APPLY WHAT YOU READ:
(1) Repeat the part of the statement on Bill 124 between "Bill 124 is" and "of hard-working Ontarians.", inclusive.
(2) List every example that the statement on Bill 124 introduces with "e.g."

TEXT PASSAGE:
BEGIN
Statement on Opposing Bill 124

The ATU was proud to stand in solidarity today with several other union leaders from Ontario in signing on to a letter to demand that political representatives at Queen Park repeal the harmful Bill 124 that dangerously underfunds Ontario’s public sector.

Bill 124 is harmful to all workers in the provincial public sector – including transit workers, like those at Metrolinx, capping wage increases to 1% a year for three years. Not only this but the wage-suppression legislation also has implications for workers across other sectors who are currently in collective bargaining with their employers or will be in the future.

Instead of lifting up workers in the public sector throughout this pandemic, Ford has consistently not only let us down, but made our situation more difficult, deciding to instead put forward legislation that supports the wealthy and well-connected instead of hard-working Ontarians.

As labour representatives stated this morning: the situation did not have to be this way. Workers could have had the support they needed, and hospitals did not have to be over capacitated. This situation is a result of political choices by the Ontario provincial governments not of any individual.

As a result of this we stand with the OFL and other labour allies calling on the provincial government to mee the demands as followed as outlined in their letter:

1. Recall the legislature for an emergency session to address the deepening public health crisis facing Ontarians.

2. Repeal Bills 124 & 195.

3. Legislate a minimum of ten permanent employer-paid sick days for all workers in the province, and ensure an additional 14 paid sick days during the pandemic. Workers who contract COVID at work must also have greater access to WSIB support.

4. Hold an emergency summit of all stakeholders in the health care system and develop a rapid response plan to hire the tens of thousands of registered nurses, registered practical nurses, personal support workers, and other health care workers required to address the staffing crisis. In the long term, Ontario requires a strategy to address the chronic underfunding of health care and other public services.

5. Require health care and educational institutions to provide airborne precautions to staff, patients, residents, and students, including fit-tested respirators for staff (e.g., N95s), enhanced ventilation (e.g., HEPA filters), and appropriate social distancing measures (e.g., smaller class sizes). The same protections must be extended to frontline workers in grocery stores, food service, transit, and other essential sectors.

6. Launch an emergency public health campaign to communicate the urgency of the situation facing Ontarians and to build broad public support for a comprehensive public health strategy.
END
DATA EXCERPTS:
BEGIN
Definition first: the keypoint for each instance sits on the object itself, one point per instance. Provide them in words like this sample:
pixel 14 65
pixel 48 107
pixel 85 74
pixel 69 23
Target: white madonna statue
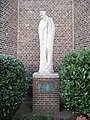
pixel 46 36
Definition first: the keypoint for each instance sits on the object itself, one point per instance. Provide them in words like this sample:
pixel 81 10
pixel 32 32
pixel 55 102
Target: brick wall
pixel 69 34
pixel 82 23
pixel 8 41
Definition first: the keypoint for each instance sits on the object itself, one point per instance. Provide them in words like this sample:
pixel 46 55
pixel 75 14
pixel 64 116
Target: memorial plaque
pixel 46 87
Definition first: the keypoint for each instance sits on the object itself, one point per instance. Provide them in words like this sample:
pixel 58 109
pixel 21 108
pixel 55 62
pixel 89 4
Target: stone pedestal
pixel 46 93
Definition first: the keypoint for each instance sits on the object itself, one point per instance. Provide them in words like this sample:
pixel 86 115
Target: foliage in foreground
pixel 75 81
pixel 13 84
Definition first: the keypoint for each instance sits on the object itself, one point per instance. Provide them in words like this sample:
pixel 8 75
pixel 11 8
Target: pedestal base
pixel 46 93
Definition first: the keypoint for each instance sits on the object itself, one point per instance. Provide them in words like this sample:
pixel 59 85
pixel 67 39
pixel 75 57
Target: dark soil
pixel 25 111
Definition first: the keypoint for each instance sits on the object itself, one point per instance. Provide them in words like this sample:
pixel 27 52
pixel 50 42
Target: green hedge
pixel 13 84
pixel 75 81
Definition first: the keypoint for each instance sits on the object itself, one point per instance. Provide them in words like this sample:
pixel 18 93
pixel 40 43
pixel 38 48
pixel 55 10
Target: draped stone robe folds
pixel 46 36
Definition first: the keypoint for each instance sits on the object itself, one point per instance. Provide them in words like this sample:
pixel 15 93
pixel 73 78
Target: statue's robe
pixel 46 36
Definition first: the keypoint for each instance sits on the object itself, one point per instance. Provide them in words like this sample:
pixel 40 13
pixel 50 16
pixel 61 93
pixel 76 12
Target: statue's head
pixel 43 14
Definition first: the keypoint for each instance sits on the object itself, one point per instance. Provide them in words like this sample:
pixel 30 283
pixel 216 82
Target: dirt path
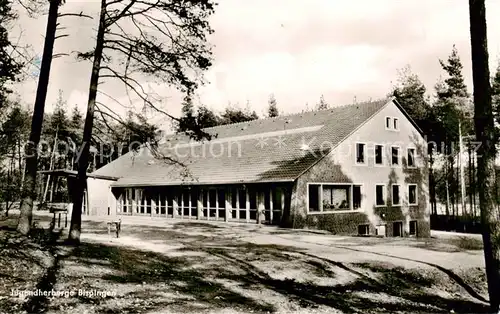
pixel 193 267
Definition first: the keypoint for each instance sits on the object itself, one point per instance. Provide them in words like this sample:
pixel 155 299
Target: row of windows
pixel 381 198
pixel 379 155
pixel 335 197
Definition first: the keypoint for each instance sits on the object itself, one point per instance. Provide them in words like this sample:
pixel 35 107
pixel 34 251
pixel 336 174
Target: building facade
pixel 354 169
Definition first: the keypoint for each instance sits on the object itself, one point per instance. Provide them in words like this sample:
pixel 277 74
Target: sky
pixel 296 49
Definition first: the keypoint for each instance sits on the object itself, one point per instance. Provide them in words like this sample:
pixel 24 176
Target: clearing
pixel 179 266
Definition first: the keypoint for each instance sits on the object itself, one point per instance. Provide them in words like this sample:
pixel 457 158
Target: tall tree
pixel 485 133
pixel 322 104
pixel 9 68
pixel 29 186
pixel 410 92
pixel 272 109
pixel 160 39
pixel 234 114
pixel 14 133
pixel 453 111
pixel 495 94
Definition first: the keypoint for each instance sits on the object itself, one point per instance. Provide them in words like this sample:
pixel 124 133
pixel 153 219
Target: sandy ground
pixel 181 266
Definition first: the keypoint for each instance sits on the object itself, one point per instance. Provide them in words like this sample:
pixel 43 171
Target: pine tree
pixel 272 109
pixel 9 68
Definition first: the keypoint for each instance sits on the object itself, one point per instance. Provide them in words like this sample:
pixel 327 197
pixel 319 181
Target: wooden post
pixel 261 206
pixel 190 201
pixel 208 204
pixel 216 205
pixel 247 201
pixel 320 198
pixel 87 200
pixel 282 191
pixel 200 204
pixel 228 204
pixel 351 199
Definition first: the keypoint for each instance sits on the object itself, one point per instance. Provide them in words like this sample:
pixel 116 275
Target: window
pixel 396 199
pixel 333 197
pixel 379 151
pixel 379 191
pixel 412 194
pixel 363 229
pixel 411 157
pixel 395 155
pixel 413 227
pixel 360 153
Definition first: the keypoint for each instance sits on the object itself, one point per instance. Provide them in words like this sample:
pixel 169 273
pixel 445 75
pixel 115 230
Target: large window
pixel 412 194
pixel 396 199
pixel 334 197
pixel 379 154
pixel 380 195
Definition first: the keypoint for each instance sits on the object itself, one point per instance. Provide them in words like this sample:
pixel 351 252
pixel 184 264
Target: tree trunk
pixel 485 133
pixel 29 193
pixel 81 181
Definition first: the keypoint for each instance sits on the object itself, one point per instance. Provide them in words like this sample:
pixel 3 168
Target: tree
pixel 29 186
pixel 485 133
pixel 9 68
pixel 206 118
pixel 410 92
pixel 233 114
pixel 453 112
pixel 495 94
pixel 322 104
pixel 161 39
pixel 272 109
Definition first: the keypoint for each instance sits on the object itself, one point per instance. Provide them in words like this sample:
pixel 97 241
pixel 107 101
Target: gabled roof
pixel 266 150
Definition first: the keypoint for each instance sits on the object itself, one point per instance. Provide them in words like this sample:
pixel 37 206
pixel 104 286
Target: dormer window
pixel 391 123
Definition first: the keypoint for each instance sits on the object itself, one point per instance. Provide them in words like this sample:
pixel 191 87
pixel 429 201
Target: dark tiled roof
pixel 263 150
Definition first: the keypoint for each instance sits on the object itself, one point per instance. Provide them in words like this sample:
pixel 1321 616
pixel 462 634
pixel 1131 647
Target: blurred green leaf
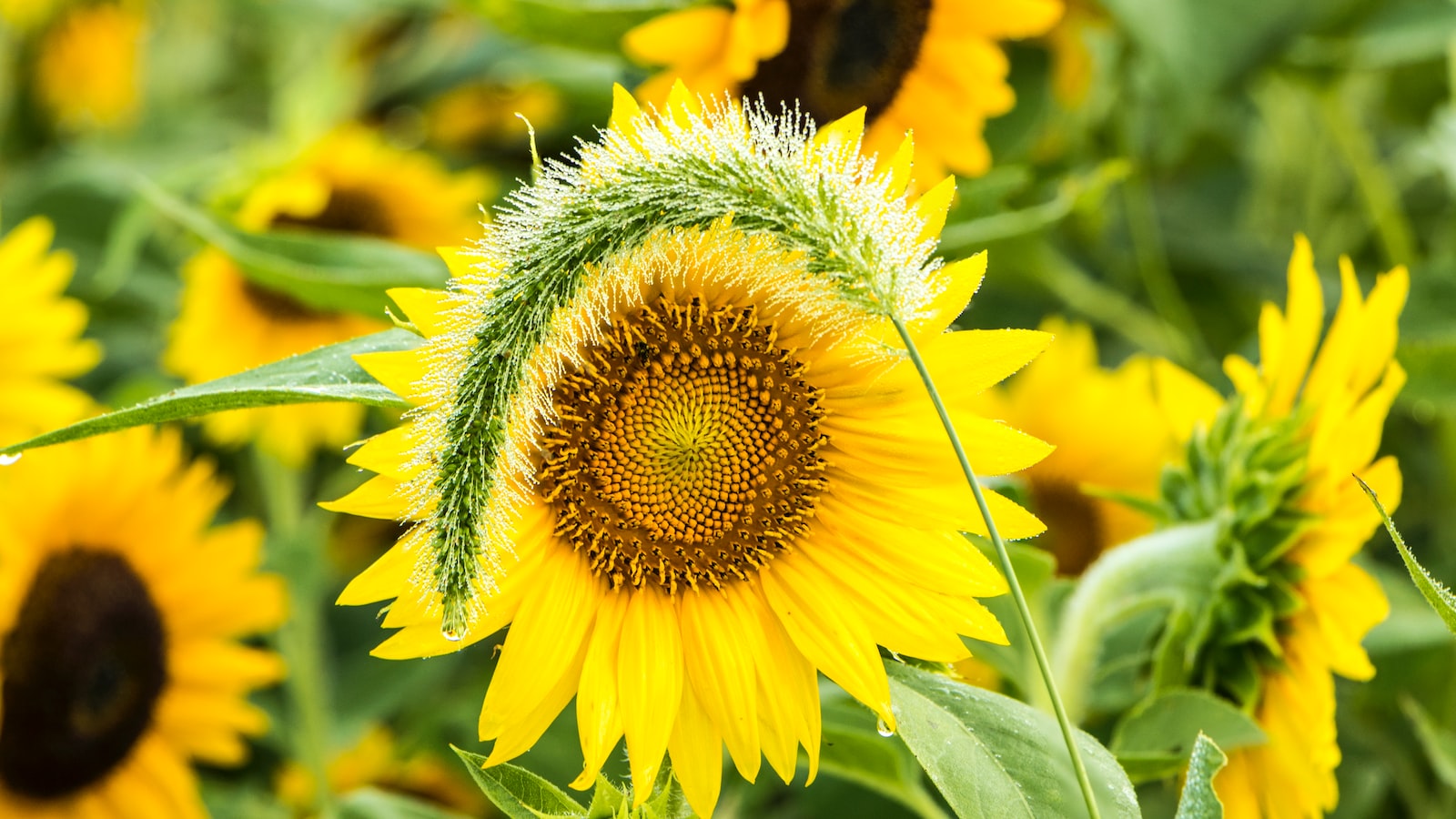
pixel 592 25
pixel 1198 799
pixel 1201 44
pixel 606 800
pixel 852 749
pixel 1438 742
pixel 319 270
pixel 995 756
pixel 1438 595
pixel 371 804
pixel 327 373
pixel 1154 741
pixel 521 793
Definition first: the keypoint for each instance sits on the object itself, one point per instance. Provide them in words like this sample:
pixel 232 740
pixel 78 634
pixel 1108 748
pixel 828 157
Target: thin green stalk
pixel 300 639
pixel 1004 557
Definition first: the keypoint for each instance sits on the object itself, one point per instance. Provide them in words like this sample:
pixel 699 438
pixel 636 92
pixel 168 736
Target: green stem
pixel 1004 557
pixel 300 639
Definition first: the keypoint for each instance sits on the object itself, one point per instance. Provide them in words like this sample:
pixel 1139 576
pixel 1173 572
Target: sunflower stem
pixel 1004 557
pixel 300 639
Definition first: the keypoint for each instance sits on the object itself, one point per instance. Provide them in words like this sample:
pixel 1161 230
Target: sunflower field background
pixel 379 334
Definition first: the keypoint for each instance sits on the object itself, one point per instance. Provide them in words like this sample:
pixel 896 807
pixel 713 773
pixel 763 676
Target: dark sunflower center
pixel 1075 528
pixel 844 55
pixel 84 669
pixel 686 448
pixel 349 212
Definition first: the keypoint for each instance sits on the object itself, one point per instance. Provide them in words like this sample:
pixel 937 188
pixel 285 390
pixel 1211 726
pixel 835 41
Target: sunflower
pixel 1309 421
pixel 701 491
pixel 38 339
pixel 926 66
pixel 349 182
pixel 87 73
pixel 118 615
pixel 1111 436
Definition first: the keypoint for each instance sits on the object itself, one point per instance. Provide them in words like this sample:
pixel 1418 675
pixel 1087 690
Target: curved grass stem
pixel 1023 610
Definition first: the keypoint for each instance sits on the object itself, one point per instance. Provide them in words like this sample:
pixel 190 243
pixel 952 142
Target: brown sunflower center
pixel 84 669
pixel 684 450
pixel 349 212
pixel 844 55
pixel 1075 528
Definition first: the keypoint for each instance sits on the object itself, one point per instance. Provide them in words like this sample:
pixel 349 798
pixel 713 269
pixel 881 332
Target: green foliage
pixel 994 756
pixel 328 373
pixel 318 270
pixel 1155 739
pixel 1198 799
pixel 521 793
pixel 1434 592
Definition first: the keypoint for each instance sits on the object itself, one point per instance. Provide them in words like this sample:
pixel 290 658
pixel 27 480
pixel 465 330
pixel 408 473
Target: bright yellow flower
pixel 120 611
pixel 928 66
pixel 40 337
pixel 1110 431
pixel 349 182
pixel 89 69
pixel 376 761
pixel 1337 402
pixel 721 477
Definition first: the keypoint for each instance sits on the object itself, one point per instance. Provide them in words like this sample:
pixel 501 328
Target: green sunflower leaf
pixel 322 271
pixel 1434 592
pixel 854 751
pixel 1198 799
pixel 1154 741
pixel 327 373
pixel 521 793
pixel 995 756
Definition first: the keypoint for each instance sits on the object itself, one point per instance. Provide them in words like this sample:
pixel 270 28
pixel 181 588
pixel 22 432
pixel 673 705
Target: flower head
pixel 120 611
pixel 38 341
pixel 349 182
pixel 926 66
pixel 1111 436
pixel 1279 460
pixel 662 433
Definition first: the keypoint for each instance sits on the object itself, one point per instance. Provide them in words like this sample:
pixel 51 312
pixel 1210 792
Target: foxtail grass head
pixel 667 430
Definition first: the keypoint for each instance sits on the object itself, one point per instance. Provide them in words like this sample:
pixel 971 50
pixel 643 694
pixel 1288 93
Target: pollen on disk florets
pixel 684 448
pixel 499 379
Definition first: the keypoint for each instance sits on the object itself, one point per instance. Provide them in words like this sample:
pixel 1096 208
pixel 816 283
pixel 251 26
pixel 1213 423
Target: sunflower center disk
pixel 844 55
pixel 84 669
pixel 684 450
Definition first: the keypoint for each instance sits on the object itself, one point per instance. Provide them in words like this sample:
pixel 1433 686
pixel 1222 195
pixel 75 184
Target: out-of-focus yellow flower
pixel 472 114
pixel 349 182
pixel 1332 407
pixel 1110 431
pixel 705 497
pixel 120 611
pixel 375 761
pixel 40 337
pixel 89 69
pixel 928 66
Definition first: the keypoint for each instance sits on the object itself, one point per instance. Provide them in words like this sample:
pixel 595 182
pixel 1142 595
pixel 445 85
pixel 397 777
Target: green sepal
pixel 327 373
pixel 1200 800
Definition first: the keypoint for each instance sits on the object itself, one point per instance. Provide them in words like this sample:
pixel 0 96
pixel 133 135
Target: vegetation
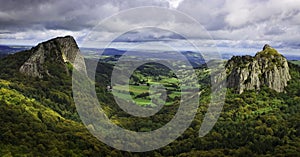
pixel 39 118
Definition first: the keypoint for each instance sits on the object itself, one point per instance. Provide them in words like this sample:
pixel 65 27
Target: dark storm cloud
pixel 51 14
pixel 61 14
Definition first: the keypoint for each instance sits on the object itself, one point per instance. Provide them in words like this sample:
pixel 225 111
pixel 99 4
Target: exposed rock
pixel 55 53
pixel 267 67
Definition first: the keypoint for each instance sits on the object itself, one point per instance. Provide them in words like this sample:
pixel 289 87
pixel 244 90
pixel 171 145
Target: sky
pixel 232 25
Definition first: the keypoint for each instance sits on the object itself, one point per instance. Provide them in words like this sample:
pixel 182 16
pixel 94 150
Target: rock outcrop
pixel 54 54
pixel 267 67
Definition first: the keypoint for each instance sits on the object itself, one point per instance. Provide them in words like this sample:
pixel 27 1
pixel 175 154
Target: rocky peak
pixel 55 54
pixel 267 67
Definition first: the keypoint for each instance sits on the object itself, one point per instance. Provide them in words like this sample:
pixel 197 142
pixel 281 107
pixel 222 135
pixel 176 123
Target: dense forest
pixel 39 118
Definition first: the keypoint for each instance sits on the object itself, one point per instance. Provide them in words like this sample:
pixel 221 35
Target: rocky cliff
pixel 267 67
pixel 51 57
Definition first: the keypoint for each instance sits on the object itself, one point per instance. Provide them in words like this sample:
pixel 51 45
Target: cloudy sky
pixel 233 25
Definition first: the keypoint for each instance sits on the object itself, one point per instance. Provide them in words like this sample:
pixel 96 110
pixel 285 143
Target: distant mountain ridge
pixel 266 68
pixel 51 54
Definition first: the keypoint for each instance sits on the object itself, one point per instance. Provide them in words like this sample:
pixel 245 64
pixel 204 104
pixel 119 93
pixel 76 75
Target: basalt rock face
pixel 51 57
pixel 267 67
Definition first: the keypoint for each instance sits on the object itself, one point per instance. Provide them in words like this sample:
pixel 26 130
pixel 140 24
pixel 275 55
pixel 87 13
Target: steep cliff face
pixel 267 67
pixel 51 57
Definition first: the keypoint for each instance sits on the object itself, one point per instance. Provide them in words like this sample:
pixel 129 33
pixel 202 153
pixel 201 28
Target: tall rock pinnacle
pixel 51 55
pixel 267 67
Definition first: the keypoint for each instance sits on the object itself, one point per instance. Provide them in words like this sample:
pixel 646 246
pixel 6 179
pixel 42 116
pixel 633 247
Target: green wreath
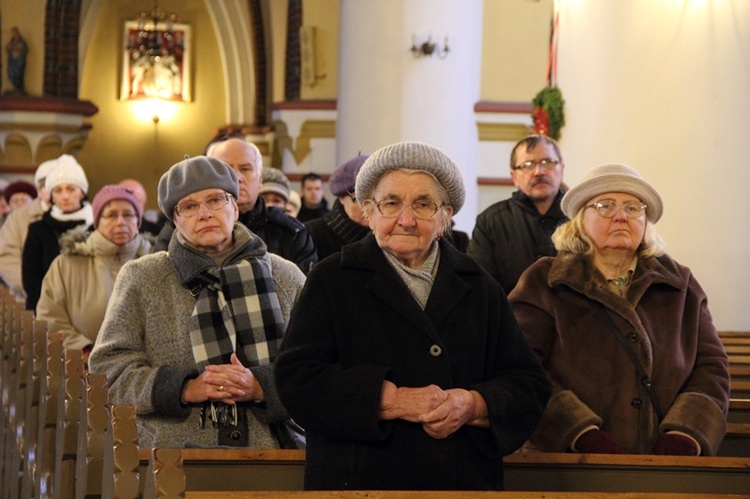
pixel 548 112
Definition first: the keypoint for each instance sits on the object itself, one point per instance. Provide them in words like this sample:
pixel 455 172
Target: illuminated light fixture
pixel 427 48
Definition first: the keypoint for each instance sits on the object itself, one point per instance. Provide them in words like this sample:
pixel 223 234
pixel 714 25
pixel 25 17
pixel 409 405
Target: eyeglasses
pixel 213 203
pixel 546 163
pixel 608 208
pixel 423 209
pixel 112 217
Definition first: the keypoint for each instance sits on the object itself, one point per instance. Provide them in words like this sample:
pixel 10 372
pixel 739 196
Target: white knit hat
pixel 43 170
pixel 613 178
pixel 66 171
pixel 411 156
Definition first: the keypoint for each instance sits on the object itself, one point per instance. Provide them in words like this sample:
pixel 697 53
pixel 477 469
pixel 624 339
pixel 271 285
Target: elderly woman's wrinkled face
pixel 67 197
pixel 406 236
pixel 623 230
pixel 119 222
pixel 209 228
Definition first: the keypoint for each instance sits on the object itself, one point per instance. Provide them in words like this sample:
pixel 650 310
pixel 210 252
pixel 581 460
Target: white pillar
pixel 386 95
pixel 665 88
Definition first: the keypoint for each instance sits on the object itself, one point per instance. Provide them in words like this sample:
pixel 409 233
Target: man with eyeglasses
pixel 511 235
pixel 191 335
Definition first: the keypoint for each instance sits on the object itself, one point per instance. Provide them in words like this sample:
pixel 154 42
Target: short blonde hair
pixel 571 237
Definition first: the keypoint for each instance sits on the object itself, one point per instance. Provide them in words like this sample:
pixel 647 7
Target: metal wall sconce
pixel 426 49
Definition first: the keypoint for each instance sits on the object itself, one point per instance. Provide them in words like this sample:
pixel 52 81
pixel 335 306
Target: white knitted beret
pixel 411 156
pixel 66 171
pixel 613 178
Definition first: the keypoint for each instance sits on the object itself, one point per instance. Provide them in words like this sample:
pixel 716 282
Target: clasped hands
pixel 441 412
pixel 228 383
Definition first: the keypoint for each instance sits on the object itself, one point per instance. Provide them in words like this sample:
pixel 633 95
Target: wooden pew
pixel 269 470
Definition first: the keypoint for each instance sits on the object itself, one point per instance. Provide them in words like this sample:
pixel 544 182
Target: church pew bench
pixel 239 469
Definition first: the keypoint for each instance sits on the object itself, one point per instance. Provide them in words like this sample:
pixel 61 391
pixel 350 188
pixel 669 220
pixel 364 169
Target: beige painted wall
pixel 124 142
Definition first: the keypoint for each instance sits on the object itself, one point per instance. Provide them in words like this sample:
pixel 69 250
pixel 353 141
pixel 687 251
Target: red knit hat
pixel 111 193
pixel 19 186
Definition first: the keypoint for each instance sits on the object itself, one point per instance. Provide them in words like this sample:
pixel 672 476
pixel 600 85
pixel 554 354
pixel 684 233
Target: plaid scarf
pixel 237 309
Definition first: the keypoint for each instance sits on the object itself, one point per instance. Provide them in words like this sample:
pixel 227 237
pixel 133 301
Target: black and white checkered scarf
pixel 236 309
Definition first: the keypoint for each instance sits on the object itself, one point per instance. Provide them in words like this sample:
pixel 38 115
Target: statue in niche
pixel 16 50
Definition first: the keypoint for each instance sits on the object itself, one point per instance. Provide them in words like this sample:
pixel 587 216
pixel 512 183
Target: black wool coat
pixel 356 325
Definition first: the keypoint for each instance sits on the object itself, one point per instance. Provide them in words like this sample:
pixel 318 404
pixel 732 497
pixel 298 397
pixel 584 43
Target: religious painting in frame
pixel 156 62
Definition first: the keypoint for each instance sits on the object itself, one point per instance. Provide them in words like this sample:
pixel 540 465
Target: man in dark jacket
pixel 345 223
pixel 511 235
pixel 283 235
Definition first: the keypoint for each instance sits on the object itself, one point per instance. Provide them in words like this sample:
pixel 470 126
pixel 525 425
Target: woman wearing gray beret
pixel 403 361
pixel 190 335
pixel 623 330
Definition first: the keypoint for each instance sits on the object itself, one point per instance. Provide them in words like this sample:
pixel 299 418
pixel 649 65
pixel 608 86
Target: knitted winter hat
pixel 412 156
pixel 43 170
pixel 192 175
pixel 67 171
pixel 19 186
pixel 613 178
pixel 273 180
pixel 344 177
pixel 111 193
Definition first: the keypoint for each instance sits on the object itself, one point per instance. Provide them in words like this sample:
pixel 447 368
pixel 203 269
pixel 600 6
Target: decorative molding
pixel 501 132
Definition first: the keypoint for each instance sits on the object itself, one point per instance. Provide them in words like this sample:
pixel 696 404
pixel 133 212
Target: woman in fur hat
pixel 79 282
pixel 403 361
pixel 623 330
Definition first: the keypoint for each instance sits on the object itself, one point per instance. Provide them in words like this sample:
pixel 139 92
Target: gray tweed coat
pixel 144 349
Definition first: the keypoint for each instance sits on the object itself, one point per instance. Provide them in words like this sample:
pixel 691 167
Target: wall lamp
pixel 427 48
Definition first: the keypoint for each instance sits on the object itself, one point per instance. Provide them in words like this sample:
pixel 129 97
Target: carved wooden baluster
pixel 38 385
pixel 65 477
pixel 168 473
pixel 93 437
pixel 126 461
pixel 53 408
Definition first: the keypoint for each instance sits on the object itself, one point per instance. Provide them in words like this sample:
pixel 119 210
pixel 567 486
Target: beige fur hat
pixel 613 178
pixel 412 156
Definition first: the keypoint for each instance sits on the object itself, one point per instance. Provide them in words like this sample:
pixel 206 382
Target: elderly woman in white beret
pixel 190 335
pixel 70 213
pixel 79 282
pixel 623 330
pixel 403 361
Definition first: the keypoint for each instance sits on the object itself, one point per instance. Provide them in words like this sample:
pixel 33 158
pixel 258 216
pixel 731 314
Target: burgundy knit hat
pixel 112 193
pixel 19 186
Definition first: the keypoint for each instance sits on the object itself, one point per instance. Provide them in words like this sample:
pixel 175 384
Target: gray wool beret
pixel 342 180
pixel 613 178
pixel 411 156
pixel 192 175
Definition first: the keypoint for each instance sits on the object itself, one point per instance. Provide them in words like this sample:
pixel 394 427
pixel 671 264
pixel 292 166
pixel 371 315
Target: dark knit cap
END
SOLUTIONS:
(1)
Bill 124 is harmful to all workers in the provincial public sector – including transit workers, like those at Metrolinx, capping wage increases to 1% a year for three years. Not only this but the wage-suppression legislation also has implications for workers across other sectors who are currently in collective bargaining with their employers or will be in the future.

Instead of lifting up workers in the public sector throughout this pandemic, Ford has consistently not only let us down, but made our situation more difficult, deciding to instead put forward legislation that supports the wealthy and well-connected instead of hard-working Ontarians.

(2)
N95s
HEPA filters
smaller class sizes